- [Extracted records]:
****************************************

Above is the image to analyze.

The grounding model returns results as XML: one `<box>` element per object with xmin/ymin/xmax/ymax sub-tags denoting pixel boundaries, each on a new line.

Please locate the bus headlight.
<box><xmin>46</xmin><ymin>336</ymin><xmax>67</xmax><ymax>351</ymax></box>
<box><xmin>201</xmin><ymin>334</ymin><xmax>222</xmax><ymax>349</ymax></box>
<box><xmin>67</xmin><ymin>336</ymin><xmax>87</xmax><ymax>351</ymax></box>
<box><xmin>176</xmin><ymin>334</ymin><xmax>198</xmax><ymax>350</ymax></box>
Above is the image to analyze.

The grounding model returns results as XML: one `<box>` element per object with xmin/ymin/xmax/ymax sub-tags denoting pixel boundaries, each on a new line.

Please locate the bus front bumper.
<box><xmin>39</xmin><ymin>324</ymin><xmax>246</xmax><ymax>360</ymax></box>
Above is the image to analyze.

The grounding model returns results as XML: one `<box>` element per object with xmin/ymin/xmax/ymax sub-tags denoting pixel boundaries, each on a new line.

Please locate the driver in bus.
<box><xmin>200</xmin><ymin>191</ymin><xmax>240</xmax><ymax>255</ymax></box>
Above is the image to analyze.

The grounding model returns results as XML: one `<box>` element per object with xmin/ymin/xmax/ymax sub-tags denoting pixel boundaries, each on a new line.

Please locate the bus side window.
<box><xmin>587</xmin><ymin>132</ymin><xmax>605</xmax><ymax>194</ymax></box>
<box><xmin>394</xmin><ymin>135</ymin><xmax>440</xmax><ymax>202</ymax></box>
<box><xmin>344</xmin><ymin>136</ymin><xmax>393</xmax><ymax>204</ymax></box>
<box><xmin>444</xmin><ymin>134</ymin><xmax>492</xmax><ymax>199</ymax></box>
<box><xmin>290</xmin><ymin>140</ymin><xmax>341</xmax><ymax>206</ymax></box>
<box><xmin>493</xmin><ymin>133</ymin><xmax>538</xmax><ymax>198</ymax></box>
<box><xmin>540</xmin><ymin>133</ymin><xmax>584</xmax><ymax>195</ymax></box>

****************************************

The required output is the complete set of records, reproduced exactly.

- [Result of the exercise]:
Above is the image to analyze.

The grounding model returns results as XML: one `<box>` element per object with xmin/ymin/xmax/ymax sub-tags denoting pixel boundaries, each on a new line.

Please locate the bus headlight.
<box><xmin>46</xmin><ymin>336</ymin><xmax>67</xmax><ymax>351</ymax></box>
<box><xmin>201</xmin><ymin>334</ymin><xmax>222</xmax><ymax>349</ymax></box>
<box><xmin>67</xmin><ymin>336</ymin><xmax>87</xmax><ymax>351</ymax></box>
<box><xmin>176</xmin><ymin>334</ymin><xmax>198</xmax><ymax>350</ymax></box>
Above is the image to analyze.

The grounding model returns results as XML: one `<box>` element per object with xmin/ymin/xmax/ymax sub-tags denoting pixel boundaries, each on a new line.

Please locate the bus front bumper.
<box><xmin>39</xmin><ymin>324</ymin><xmax>246</xmax><ymax>360</ymax></box>
Above is the image to analyze.

The grounding model returns results as XML: one `<box>` element per object with xmin/ymin/xmax/ymax sub-tags denoting pixel boundaries, each on a new line.

Please locate the driver in bus.
<box><xmin>200</xmin><ymin>191</ymin><xmax>240</xmax><ymax>255</ymax></box>
Above is the image to analyze.

The grounding model returns results as XML: one `<box>` element per object with xmin/ymin/xmax/ymax sub-tags denoting pixel boundaries, each on a new line.

Please locate the bus side window.
<box><xmin>587</xmin><ymin>132</ymin><xmax>605</xmax><ymax>194</ymax></box>
<box><xmin>394</xmin><ymin>135</ymin><xmax>440</xmax><ymax>202</ymax></box>
<box><xmin>344</xmin><ymin>136</ymin><xmax>393</xmax><ymax>204</ymax></box>
<box><xmin>444</xmin><ymin>134</ymin><xmax>492</xmax><ymax>199</ymax></box>
<box><xmin>290</xmin><ymin>140</ymin><xmax>341</xmax><ymax>206</ymax></box>
<box><xmin>493</xmin><ymin>133</ymin><xmax>538</xmax><ymax>198</ymax></box>
<box><xmin>540</xmin><ymin>133</ymin><xmax>584</xmax><ymax>195</ymax></box>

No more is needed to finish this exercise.